**Provided text**
______________________________

Dr Kongkiat, Chief of the Phuket Marine Biological Centre (PMBC), which is operated by the Department of Marine and Coastal Resources (DMCR), urged people to not collect or eat the red sea urchins, which have washed ashore in the many hundreds during the past two spring tides, most recently on Monday (Mar 15).
The sea urchins have risen to the surface close to shore at Patong Beach to feast on a bloom of macro algae in Patong Bay, Dr Kongkiat said.
“These algae are the food of the sea urchin. Algae thrive and are carried by the water currents, as well as sea urchins,” he explained.
“The phenomenon of sea urchins stranded on the beach is explained by the phenomena of these algae blooms, together with this period being the spring tide with high tides,” he added.
Dr Kongkiat urged people to not remove the sea urchins for the area
“We shouldn’t take these sea urchins out. We should help them into the sea to serve as the ‘Cleaner of the sea’,” he said, as the urchins will eat the macro algae.
Dr Kongkiat pointed out that the algae bloom was the result of higher concentrations of nutrients in the beach water.
“For algae to be able to bloom, it needs food like fertilizer we use to feed plants,” he said.
“These fertilizers do not come from just anywhere, but are elements of the wastewater that we release into the sea,” he said.
Phuket officials at all levels for more than a decade denied that wastewater being released into Patong Bay was a consistent contributing factor to algae blooms at Patong Beach.
However, Patong Municipality health officials in 2016 finally admitted that during the heavy influx of tourists during the pre-COVID tourism high season as much as 20% of Patong’s wastewater flowed untreated into the bay.
The rise in effluent being released into the bay consistently led to algae blooms, the health officials admitted.

______________________________

**What is being asked**
In the sea urchin text, replace "wastewater" with "sewage" in everything from "Phuket officials at" down to "into the bay.", and write out that whole stretch with the change made.

**Data excerpt**
______________________________

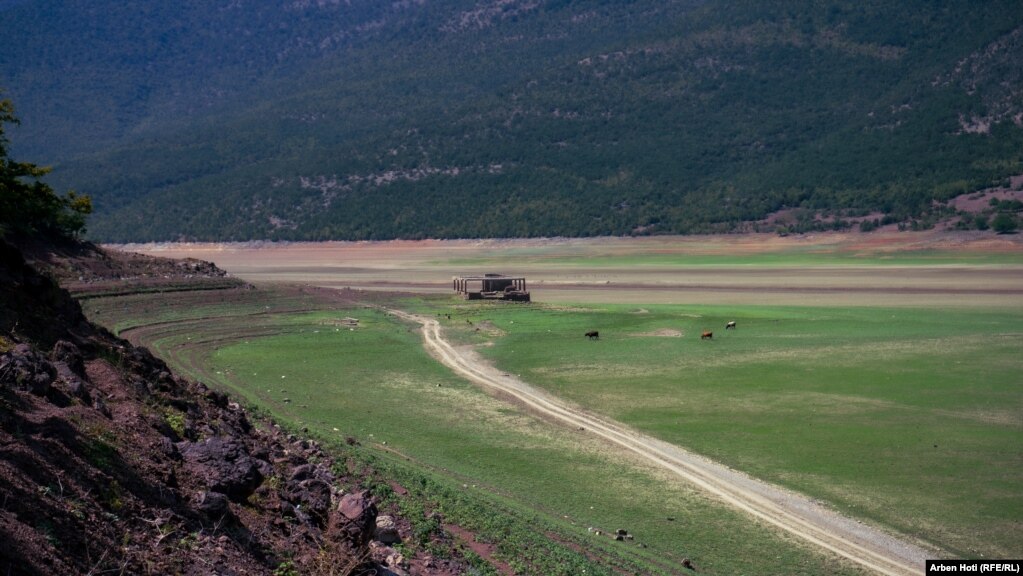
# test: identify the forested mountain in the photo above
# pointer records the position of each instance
(359, 119)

______________________________

**Written answer**
Phuket officials at all levels for more than a decade denied that sewage being released into Patong Bay was a consistent contributing factor to algae blooms at Patong Beach.
However, Patong Municipality health officials in 2016 finally admitted that during the heavy influx of tourists during the pre-COVID tourism high season as much as 20% of Patong’s sewage flowed untreated into the bay.